**WORKING DATA**
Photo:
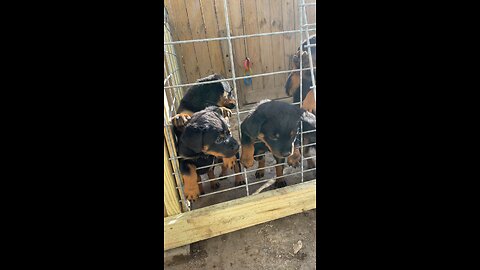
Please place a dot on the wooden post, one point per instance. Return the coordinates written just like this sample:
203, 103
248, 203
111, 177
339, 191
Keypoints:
211, 221
170, 197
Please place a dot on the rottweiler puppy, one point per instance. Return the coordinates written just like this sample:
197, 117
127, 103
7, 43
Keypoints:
292, 88
273, 126
199, 97
205, 138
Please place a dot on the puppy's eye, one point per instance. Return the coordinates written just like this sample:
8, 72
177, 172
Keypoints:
220, 139
275, 136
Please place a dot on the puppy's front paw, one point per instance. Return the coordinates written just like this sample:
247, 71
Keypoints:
280, 183
192, 192
229, 162
180, 120
226, 112
294, 159
246, 161
259, 174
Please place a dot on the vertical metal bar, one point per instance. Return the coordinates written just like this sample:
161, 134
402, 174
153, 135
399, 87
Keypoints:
314, 88
174, 163
230, 49
301, 85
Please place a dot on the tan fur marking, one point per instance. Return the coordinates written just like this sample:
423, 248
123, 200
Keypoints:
190, 183
247, 155
309, 103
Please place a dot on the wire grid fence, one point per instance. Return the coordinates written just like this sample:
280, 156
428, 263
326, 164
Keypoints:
176, 92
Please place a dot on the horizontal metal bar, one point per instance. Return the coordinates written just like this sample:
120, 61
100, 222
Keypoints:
252, 170
241, 78
233, 37
247, 111
178, 157
250, 184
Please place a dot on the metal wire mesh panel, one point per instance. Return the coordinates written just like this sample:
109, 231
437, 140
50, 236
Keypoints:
174, 89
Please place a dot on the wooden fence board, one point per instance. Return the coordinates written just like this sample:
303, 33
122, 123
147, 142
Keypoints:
230, 216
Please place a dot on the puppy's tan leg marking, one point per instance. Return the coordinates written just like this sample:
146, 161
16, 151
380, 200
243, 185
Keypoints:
247, 155
190, 183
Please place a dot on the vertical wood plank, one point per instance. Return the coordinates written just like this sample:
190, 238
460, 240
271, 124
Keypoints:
236, 28
289, 39
179, 24
298, 36
276, 21
311, 12
263, 20
170, 197
222, 32
253, 45
197, 28
211, 29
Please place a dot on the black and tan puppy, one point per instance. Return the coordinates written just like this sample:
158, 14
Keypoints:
205, 138
292, 88
273, 126
199, 97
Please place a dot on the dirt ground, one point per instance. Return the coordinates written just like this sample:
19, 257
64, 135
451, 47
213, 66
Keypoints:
266, 246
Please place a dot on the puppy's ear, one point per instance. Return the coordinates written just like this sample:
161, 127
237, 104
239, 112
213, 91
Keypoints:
251, 126
309, 118
191, 141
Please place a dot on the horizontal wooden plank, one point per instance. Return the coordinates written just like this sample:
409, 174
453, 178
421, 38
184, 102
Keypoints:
211, 221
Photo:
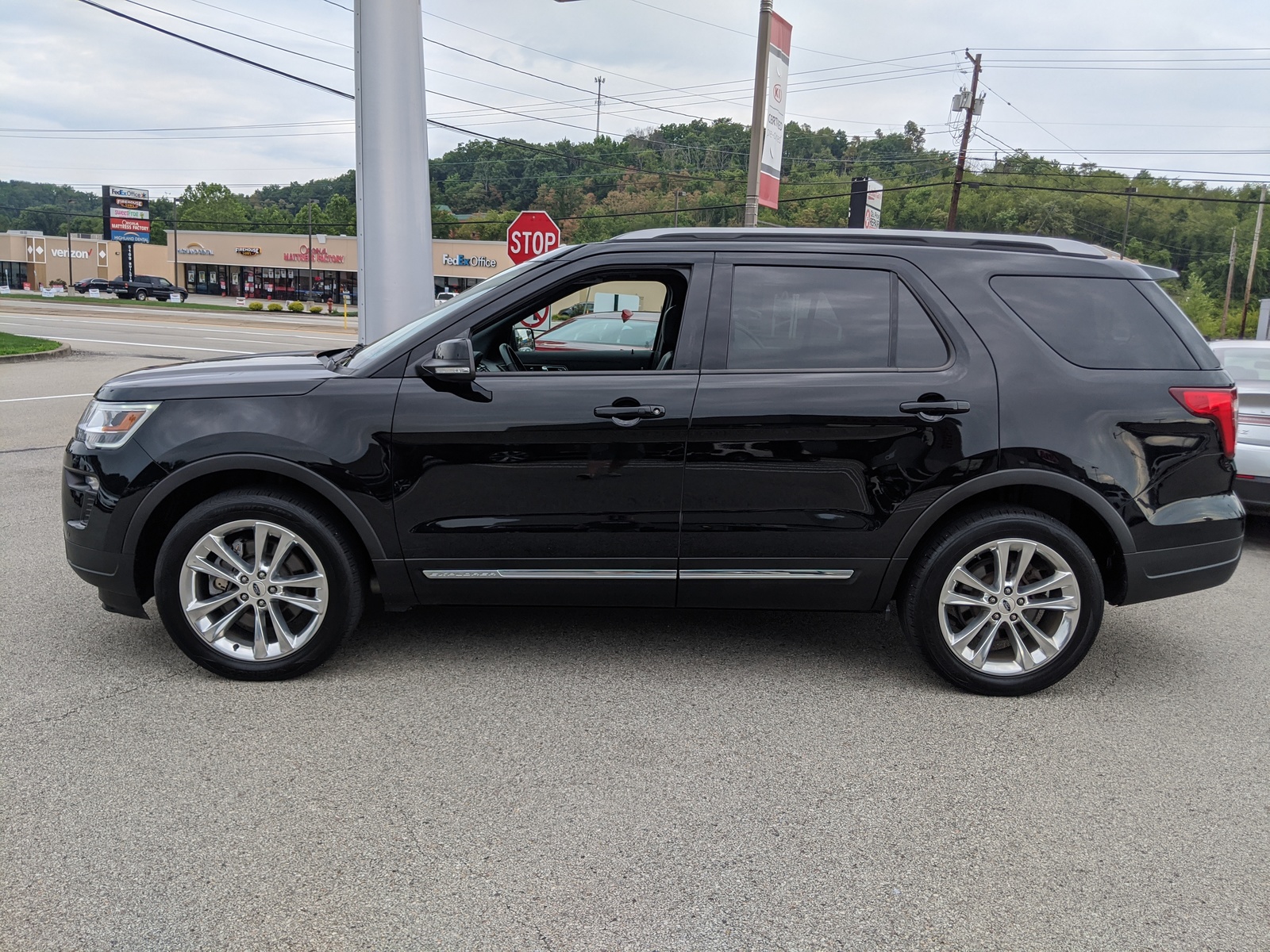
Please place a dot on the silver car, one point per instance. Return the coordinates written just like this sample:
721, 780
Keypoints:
1249, 365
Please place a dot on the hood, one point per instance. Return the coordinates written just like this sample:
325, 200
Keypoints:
260, 374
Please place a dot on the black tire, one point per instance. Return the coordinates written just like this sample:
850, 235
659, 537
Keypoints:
920, 608
338, 555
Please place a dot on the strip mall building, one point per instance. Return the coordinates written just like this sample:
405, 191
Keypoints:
237, 264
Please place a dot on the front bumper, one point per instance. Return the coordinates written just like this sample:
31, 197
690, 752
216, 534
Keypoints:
112, 573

**WHAT TO WORK ON**
Format all of the lines above as a numbered list, omitting any blank lines, and leave the pictures out of your answer.

**COMPLETE OUTPUT**
1. Photo:
2. Please place a dot on the wooden post, one point per instance. Return the coordinates written just like this sample:
3. 203, 103
4. 248, 203
5. 111, 177
6. 339, 191
7. Keypoints:
8. 211, 221
9. 170, 197
10. Please place a dot on the rottweiler puppy, one point per instance. Return the coordinates written just like this sample:
11. 197, 117
12. 127, 103
13. 7, 43
14. Keypoints:
15. 292, 88
16. 273, 126
17. 199, 97
18. 205, 138
19. Please place a dot on the puppy's eye, one point per instance. Return the coordinates written just like this sample:
20. 8, 72
21. 177, 172
22. Keypoints:
23. 220, 139
24. 275, 136
25. Please place a dot on the puppy's front paw, one point per instance. Return the coordinates written just like this sample:
26. 247, 71
27. Keypoints:
28. 280, 183
29. 192, 192
30. 229, 162
31. 180, 120
32. 226, 112
33. 294, 159
34. 246, 161
35. 259, 174
36. Please place a dot on the vertical metal bar, one point per instance. Return the coordinates written just like this sample:
37. 161, 134
38. 402, 174
39. 153, 135
40. 399, 87
41. Keypoints:
42. 314, 88
43. 174, 163
44. 230, 49
45. 301, 85
46. Please place a dot on the tan fur marking, one point per instance. Return the coordinates written just like this sample:
47. 423, 248
48. 123, 200
49. Keypoints:
50. 190, 183
51. 247, 155
52. 309, 103
53. Please place a dot on the wire grid fence, one point per instance. Return the coordinates written just like this sample:
54. 280, 156
55. 428, 263
56. 326, 164
57. Keypoints:
58. 176, 92
59. Please place a dot on the horizontal metal bar, one point per instance. Return the coordinates written just like this sample:
60. 120, 61
61. 100, 222
62. Keypoints:
63. 252, 170
64. 241, 78
65. 233, 37
66. 247, 111
67. 178, 157
68. 250, 184
69. Please place a dot on the metal wire mesh panel, one point per instance. Return the coordinates written just like this sample:
70. 109, 231
71. 437, 140
72. 50, 236
73. Keypoints:
74. 174, 89
75. Please place a dot on the wooden fence board, one point per instance. Return the coordinates written just like this sample:
76. 303, 33
77. 122, 123
78. 147, 142
79. Keypoints:
80. 230, 216
81. Please place a dot on the puppy's tan leg marking, one point per instance. Return the coordinates written just like this sample:
82. 146, 161
83. 16, 151
84. 380, 200
85. 243, 185
86. Keypoints:
87. 247, 155
88. 190, 183
89. Please place a dot on the vertical wood plank, one point per instance. Return the coordinates written just like this sample:
90. 190, 238
91. 460, 240
92. 271, 124
93. Keypoints:
94. 236, 28
95. 289, 39
96. 179, 24
97. 298, 36
98. 276, 21
99. 311, 12
100. 263, 20
101. 170, 197
102. 222, 32
103. 253, 45
104. 197, 28
105. 211, 29
106. Please place a dot on the black and tan puppy, one point per instance. Return the coordinates written just like this sample:
107. 158, 14
108. Keypoints:
109. 205, 138
110. 292, 88
111. 273, 126
112. 199, 97
113. Please place a dot on the dirt ground, one point per instance. Return the coordinates written just like this sample:
114. 19, 257
115. 64, 135
116. 451, 47
117. 213, 66
118. Keypoints:
119. 266, 246
120. Please place a dot on the puppy's ear, one point per instance. Return the coordinates written just like this sample:
121. 161, 127
122. 237, 104
123. 239, 112
124. 213, 91
125. Keypoints:
126. 251, 126
127. 309, 118
128. 191, 141
129. Please place a dot on the horizontal wooden plank, one point per instance. Return the coordinates written just like this sample:
130. 409, 174
131. 453, 178
132. 421, 38
133. 184, 102
134. Keypoints:
135. 211, 221
136. Photo:
137. Please place a dot on the silver car, one point per instance. Return the coordinates written just like this sample:
138. 721, 780
139. Keypoints:
140. 1249, 365
141. Please place a dot on the hood, one point per instance. Return the coordinates written just like this sample:
142. 325, 200
143. Keypoints:
144. 260, 374
145. Please place a dot on the black tire, one point per instance. Return the coordinates written just like this sample:
146. 850, 235
147. 659, 537
148. Keypoints:
149. 920, 608
150. 338, 555
151. Please place a dot on the strip mall building, one point per instance. Return the coordinates written just like this sample:
152. 405, 191
153. Keypoints:
154. 237, 264
155. Please place a dot on the front bumper, one point per instance. Return the coordinates written just like this sample:
156. 31, 197
157. 690, 752
158. 216, 534
159. Keypoints:
160. 112, 573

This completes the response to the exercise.